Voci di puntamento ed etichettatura
◇ ◇ ◇ ◇
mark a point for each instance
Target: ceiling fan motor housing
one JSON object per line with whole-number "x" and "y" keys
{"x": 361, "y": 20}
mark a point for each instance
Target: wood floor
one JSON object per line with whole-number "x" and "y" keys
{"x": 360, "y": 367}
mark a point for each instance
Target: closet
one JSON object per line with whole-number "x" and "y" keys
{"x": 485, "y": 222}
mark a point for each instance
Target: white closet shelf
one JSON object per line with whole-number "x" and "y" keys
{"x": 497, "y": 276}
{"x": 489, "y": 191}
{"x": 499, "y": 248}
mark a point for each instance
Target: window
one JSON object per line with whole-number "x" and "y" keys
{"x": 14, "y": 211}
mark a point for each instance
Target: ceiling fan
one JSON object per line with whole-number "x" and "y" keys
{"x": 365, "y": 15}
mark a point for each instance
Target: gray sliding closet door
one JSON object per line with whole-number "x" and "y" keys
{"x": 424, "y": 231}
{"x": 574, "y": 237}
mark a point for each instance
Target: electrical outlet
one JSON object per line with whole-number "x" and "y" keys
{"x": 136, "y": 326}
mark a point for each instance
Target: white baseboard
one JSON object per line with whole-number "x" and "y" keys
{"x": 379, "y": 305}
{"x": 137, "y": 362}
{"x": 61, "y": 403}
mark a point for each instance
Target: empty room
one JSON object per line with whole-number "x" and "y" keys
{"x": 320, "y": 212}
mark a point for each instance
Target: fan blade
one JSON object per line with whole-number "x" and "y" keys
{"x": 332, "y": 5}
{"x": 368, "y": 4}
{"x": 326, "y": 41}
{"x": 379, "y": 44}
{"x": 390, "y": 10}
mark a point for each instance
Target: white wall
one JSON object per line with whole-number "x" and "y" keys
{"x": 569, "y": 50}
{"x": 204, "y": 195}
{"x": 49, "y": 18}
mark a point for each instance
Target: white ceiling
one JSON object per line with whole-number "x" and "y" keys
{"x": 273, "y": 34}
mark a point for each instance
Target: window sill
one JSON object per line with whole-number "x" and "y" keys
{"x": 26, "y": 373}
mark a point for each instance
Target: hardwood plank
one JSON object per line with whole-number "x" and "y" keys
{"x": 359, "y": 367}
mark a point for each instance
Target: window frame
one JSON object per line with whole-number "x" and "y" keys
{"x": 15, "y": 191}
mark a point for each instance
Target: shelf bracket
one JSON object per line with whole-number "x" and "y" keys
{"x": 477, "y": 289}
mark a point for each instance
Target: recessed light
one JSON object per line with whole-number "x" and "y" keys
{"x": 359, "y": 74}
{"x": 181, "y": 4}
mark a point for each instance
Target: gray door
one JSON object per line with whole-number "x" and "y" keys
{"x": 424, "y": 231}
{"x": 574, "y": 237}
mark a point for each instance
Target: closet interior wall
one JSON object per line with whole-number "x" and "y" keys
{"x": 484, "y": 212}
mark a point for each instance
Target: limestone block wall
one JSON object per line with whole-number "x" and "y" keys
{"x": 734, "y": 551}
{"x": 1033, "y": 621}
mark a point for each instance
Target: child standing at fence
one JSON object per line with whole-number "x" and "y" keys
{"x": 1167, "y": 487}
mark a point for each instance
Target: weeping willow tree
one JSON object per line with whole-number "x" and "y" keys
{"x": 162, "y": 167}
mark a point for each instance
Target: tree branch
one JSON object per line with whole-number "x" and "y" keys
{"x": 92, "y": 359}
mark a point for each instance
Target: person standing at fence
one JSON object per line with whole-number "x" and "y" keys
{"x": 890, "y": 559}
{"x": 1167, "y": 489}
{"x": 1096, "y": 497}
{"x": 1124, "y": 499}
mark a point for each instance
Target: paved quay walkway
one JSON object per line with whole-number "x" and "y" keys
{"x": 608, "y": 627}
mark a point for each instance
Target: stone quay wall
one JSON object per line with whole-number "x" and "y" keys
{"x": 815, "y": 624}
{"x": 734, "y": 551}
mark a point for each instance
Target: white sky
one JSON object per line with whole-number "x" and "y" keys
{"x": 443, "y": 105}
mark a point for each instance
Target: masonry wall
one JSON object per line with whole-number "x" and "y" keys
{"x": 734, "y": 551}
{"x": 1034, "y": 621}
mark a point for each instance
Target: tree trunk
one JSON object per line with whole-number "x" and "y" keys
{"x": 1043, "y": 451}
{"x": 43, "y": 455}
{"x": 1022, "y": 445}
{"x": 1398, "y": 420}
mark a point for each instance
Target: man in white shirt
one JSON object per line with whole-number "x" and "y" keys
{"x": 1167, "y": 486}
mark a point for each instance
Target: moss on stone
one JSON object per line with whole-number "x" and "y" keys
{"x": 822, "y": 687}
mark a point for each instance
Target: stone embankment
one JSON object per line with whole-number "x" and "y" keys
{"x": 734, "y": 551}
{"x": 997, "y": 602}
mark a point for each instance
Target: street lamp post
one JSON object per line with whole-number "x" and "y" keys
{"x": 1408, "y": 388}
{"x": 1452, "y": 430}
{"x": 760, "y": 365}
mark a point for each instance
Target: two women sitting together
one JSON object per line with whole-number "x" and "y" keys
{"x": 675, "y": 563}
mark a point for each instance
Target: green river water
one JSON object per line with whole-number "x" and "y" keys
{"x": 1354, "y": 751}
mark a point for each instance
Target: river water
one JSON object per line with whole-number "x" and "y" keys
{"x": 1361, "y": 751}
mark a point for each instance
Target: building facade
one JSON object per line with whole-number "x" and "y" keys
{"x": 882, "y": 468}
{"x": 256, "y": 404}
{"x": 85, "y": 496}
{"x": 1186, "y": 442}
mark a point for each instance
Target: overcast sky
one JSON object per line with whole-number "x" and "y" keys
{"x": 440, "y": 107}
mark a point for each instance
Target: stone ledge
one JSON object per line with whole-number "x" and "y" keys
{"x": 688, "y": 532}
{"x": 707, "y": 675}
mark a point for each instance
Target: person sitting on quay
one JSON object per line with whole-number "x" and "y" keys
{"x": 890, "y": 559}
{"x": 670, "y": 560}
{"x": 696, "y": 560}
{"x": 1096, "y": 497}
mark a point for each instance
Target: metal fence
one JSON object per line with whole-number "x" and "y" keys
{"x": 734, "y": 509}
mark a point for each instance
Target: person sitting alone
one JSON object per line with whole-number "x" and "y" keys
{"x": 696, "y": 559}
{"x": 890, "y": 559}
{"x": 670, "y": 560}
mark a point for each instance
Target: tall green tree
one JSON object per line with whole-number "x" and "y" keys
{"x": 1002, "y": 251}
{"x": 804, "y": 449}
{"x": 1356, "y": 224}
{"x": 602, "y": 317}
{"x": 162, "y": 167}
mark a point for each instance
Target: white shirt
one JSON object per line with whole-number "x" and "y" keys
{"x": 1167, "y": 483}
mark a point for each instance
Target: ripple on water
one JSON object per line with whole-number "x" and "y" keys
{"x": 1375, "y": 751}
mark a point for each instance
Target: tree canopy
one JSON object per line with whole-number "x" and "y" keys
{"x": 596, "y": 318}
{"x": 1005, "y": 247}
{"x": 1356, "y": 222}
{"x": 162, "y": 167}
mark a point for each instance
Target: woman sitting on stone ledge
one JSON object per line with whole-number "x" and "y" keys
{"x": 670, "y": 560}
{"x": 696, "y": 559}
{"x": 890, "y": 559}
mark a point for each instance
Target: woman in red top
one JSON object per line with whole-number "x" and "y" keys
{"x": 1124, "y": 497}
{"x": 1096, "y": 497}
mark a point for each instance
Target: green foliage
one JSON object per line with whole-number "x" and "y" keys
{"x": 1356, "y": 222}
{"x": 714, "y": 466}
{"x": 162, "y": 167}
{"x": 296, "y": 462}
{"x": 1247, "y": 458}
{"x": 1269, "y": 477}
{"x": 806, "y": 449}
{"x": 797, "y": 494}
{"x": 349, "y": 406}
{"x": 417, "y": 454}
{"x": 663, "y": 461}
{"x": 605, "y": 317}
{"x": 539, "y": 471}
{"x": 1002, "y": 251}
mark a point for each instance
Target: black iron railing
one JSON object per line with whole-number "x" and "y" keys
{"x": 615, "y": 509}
◇ ◇ ◇ ◇
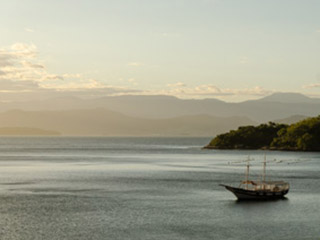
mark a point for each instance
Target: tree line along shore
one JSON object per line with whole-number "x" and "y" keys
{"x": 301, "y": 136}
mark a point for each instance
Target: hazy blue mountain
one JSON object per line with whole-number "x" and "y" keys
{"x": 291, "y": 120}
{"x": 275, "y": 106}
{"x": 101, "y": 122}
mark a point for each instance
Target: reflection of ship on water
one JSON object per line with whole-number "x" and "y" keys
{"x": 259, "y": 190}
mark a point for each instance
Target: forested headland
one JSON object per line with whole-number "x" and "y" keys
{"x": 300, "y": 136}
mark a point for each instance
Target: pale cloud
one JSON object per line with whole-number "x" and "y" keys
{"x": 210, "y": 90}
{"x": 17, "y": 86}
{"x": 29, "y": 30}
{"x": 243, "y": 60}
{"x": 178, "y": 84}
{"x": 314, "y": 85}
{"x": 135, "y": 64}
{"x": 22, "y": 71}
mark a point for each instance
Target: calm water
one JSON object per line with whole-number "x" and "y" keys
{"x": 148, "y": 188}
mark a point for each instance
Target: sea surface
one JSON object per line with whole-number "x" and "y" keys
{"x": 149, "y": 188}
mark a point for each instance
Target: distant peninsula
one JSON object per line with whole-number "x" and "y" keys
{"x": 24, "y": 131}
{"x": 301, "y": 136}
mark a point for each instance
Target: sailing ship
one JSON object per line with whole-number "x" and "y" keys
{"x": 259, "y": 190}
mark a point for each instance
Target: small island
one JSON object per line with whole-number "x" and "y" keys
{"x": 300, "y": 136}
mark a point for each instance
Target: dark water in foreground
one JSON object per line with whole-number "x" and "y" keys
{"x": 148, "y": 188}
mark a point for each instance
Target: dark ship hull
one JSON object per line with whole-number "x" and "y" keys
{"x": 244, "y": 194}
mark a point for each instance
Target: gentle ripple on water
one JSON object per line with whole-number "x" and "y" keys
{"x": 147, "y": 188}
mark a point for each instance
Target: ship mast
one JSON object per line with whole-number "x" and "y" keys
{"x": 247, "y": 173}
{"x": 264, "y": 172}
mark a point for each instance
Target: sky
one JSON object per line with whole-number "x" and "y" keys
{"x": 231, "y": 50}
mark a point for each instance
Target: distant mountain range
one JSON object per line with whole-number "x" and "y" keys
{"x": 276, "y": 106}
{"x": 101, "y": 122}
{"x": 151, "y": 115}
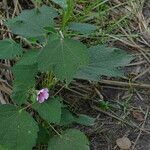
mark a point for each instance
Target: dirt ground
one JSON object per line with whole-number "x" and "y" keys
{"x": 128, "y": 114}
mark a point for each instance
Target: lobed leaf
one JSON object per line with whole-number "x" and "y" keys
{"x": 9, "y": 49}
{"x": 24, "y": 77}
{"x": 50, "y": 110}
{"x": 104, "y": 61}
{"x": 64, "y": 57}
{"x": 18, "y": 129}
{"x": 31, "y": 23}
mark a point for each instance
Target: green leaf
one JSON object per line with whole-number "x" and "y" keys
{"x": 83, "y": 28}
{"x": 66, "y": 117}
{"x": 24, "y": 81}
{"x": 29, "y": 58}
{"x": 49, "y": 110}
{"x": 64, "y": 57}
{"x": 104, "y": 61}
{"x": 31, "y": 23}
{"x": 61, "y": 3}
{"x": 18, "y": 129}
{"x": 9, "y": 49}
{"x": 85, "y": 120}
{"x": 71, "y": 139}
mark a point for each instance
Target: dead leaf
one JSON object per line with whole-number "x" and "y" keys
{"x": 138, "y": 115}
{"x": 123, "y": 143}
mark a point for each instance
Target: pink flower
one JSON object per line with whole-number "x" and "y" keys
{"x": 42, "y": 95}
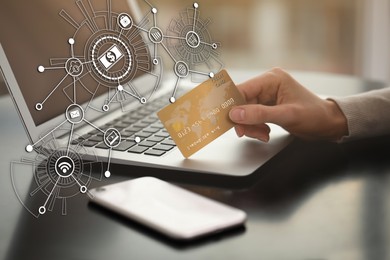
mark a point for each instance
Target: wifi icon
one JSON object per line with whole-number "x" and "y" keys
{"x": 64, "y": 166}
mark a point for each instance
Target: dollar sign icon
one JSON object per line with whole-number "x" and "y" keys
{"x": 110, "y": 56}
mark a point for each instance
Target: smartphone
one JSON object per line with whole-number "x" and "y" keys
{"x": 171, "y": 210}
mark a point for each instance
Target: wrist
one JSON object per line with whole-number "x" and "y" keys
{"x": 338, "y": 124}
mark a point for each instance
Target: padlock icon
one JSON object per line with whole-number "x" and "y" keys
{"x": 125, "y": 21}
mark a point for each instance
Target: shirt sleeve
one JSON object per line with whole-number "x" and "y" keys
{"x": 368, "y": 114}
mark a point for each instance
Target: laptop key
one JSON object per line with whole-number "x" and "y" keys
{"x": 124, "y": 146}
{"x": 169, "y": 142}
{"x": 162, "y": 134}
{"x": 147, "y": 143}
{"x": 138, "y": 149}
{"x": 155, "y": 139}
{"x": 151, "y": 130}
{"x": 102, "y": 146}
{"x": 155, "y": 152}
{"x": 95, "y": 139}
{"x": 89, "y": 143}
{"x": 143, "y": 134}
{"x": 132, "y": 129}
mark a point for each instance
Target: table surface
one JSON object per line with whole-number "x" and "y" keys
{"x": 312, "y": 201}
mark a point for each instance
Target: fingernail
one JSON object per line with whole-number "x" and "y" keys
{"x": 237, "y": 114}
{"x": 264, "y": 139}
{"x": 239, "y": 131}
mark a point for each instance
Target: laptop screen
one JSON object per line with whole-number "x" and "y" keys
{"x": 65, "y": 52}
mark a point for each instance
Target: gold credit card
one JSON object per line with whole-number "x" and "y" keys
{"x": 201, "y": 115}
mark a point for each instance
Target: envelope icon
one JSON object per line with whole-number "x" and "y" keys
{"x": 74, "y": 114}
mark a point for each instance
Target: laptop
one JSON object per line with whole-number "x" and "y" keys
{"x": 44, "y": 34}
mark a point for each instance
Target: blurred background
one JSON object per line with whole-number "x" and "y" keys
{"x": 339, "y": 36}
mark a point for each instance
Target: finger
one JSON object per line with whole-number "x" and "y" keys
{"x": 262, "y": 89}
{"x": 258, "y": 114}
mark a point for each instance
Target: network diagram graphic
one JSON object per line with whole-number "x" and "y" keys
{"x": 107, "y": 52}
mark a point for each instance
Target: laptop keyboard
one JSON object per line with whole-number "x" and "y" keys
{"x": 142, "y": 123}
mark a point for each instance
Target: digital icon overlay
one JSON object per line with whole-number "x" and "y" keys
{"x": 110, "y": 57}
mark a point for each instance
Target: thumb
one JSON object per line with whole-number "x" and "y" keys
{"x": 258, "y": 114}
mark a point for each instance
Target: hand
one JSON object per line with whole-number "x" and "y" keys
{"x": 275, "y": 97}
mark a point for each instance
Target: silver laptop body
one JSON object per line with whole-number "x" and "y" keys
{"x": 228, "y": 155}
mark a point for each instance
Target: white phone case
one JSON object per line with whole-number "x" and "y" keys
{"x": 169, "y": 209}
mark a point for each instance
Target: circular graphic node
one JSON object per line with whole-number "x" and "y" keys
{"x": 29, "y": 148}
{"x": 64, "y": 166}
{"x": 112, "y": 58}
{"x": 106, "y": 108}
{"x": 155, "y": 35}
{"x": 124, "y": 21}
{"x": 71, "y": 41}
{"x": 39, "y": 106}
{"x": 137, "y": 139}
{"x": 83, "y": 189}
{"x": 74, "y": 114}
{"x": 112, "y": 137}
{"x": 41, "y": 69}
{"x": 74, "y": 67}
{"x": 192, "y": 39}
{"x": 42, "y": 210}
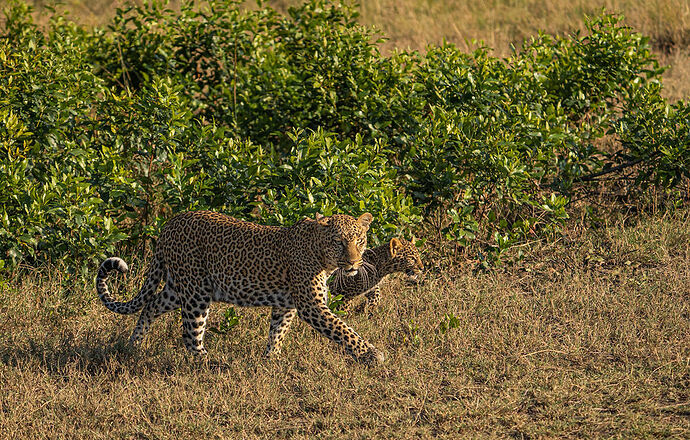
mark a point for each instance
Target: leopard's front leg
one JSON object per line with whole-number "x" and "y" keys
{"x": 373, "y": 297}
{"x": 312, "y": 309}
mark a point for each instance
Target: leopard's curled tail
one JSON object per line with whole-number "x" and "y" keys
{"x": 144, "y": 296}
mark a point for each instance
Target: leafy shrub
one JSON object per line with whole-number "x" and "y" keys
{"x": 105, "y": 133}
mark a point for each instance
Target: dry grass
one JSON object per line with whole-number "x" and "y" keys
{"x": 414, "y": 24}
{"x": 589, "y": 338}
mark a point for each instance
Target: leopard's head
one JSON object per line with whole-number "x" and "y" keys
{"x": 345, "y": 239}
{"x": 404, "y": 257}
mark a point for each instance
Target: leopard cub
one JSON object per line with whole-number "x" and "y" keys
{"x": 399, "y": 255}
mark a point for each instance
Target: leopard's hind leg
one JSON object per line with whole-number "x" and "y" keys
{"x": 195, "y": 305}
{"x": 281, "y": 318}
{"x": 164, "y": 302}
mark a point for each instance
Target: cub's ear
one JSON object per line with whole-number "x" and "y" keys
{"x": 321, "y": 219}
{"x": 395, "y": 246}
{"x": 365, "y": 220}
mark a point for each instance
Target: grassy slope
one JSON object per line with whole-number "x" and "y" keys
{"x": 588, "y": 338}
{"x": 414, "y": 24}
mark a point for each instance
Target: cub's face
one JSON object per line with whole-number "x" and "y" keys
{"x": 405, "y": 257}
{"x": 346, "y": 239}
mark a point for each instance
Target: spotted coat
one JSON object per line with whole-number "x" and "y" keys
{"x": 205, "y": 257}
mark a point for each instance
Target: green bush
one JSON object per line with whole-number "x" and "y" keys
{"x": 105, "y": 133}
◇ ◇ ◇ ◇
# OBIETTIVO
Estrai dalle voci ogni riga che contiene la stringa "green", tenendo conto di maiuscole e minuscole.

# PROBLEMA RISOLTO
Target: green river water
Target: tall green tree
Target: green foliage
Target: green leaf
Target: green bush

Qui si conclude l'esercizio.